"""
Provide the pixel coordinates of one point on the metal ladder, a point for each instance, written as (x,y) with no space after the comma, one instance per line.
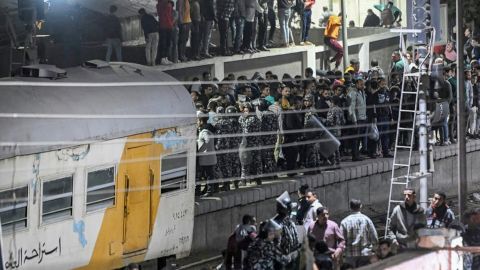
(401,179)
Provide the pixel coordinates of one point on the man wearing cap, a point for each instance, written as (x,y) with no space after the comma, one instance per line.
(405,219)
(263,253)
(357,115)
(360,236)
(329,231)
(207,159)
(289,244)
(330,38)
(353,68)
(439,215)
(150,30)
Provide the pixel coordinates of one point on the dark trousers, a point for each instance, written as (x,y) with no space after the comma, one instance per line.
(290,152)
(306,21)
(223,29)
(184,32)
(165,39)
(195,38)
(247,35)
(239,25)
(383,125)
(262,30)
(359,133)
(208,172)
(272,20)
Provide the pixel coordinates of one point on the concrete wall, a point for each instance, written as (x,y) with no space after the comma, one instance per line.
(216,217)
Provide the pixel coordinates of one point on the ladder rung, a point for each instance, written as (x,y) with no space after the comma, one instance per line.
(418,175)
(411,111)
(399,183)
(396,201)
(403,146)
(400,165)
(415,74)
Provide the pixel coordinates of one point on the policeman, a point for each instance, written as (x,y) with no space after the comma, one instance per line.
(263,253)
(289,244)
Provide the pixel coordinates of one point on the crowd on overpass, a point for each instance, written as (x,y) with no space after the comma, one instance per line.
(244,27)
(258,127)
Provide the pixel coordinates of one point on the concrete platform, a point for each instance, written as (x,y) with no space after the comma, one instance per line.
(369,180)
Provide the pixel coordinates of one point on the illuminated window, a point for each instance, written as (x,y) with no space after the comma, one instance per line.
(100,189)
(174,172)
(13,208)
(57,199)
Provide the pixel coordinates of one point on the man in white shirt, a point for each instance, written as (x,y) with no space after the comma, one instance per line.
(311,215)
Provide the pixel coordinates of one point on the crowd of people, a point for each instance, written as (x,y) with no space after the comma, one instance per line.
(244,26)
(258,127)
(304,229)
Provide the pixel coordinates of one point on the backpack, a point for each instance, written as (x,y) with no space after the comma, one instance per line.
(299,6)
(387,16)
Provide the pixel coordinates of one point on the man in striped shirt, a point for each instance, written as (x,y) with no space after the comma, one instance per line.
(360,236)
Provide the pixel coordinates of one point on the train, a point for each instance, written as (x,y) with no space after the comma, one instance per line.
(97,167)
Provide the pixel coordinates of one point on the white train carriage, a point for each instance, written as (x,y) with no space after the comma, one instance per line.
(96,169)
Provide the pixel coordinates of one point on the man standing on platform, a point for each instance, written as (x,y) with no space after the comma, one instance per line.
(439,215)
(225,10)
(150,30)
(329,231)
(330,38)
(306,21)
(405,219)
(113,32)
(360,235)
(357,115)
(289,244)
"""
WHAT IS BEING ASKED: Reproduce the full listing with "pixel coordinates" changed to "image coordinates" everywhere it occurs, leaving everything else as it is. Omit the pictures.

EXERCISE RESPONSE:
Provide the image coordinates of one point on the metal ladder, a point for each instance, written as (x,y) with no space after the comma, one instance per line.
(401,179)
Provide the image coordinates of one point on the man wearing cap, a point for each instance, written as (x,y) with no space after the comma, one instance per line.
(405,219)
(263,253)
(357,115)
(360,236)
(329,231)
(207,159)
(289,244)
(330,38)
(353,68)
(439,215)
(150,30)
Provide the image coordinates of one point on the dark trousers, a point for each instance, written as (x,y) with no space after the comma, one instance per line.
(290,152)
(306,21)
(223,29)
(184,32)
(165,39)
(195,38)
(247,35)
(239,25)
(383,125)
(262,30)
(359,133)
(208,172)
(272,20)
Provide the image coordinates of one point on the concrete wall, a point for each instance, written as (x,y) with no space after the comma, one instance per line.
(216,217)
Provide the image coordinates of one point on the ladder rung, a point for each instance, written as (x,y) with no space after the comma, one instance per line.
(418,175)
(411,111)
(399,183)
(396,201)
(403,146)
(400,165)
(415,74)
Provide the image coordinates of one point on the policeman, a point for each instance, written as (x,y) with no space after the comma, one instance per line.
(263,253)
(289,244)
Provide the image coordinates of one point on the crowd on overpass, a point for each instance, written as (x,y) with no space after the comma, one instance per line.
(244,27)
(258,127)
Provide the image coordinates of one point on the concrete platform, a point for each instance, written as (x,y) with no space after the comma, one instance per line.
(369,180)
Provide the image coordinates of one point on the illuminated window, a point for each instance, written as (x,y) with no space after the comma, one instance per line.
(100,189)
(174,172)
(13,208)
(57,199)
Provide the image coordinates of one point on the man in white shirt, a point for each instance, written as (x,y) with no space after the comma, one instance per line.
(311,215)
Provide the image coordinates of one point on the crowd of people, a point for each instance, written as (x,y) with no space after the comma, one instance per line.
(244,26)
(258,127)
(304,229)
Provide the image coordinates of one point on the backpack, a point for each instance, written as (x,y) with no space after the comma, one instance per line.
(299,6)
(387,16)
Provide the image coordinates of one point on the man in striped shirt, a point for each instance, written as (x,y) with no space after the comma, one instance per line.
(360,236)
Provide the image coordinates of one point on the train, a point for each instance, written as (x,y) with no space after the comma, one instance per line.
(97,167)
Provide the image coordinates of one point on the white train carriage, a point for each instance, written as (x,y) with no space after the comma, one instance per line.
(96,169)
Provide the image coordinates of one point on the man standing on platform, a point for each instance, written as (x,y) with no space after the comma, one instance per line.
(439,215)
(225,10)
(150,30)
(329,231)
(330,38)
(306,21)
(405,219)
(113,32)
(360,235)
(357,115)
(289,244)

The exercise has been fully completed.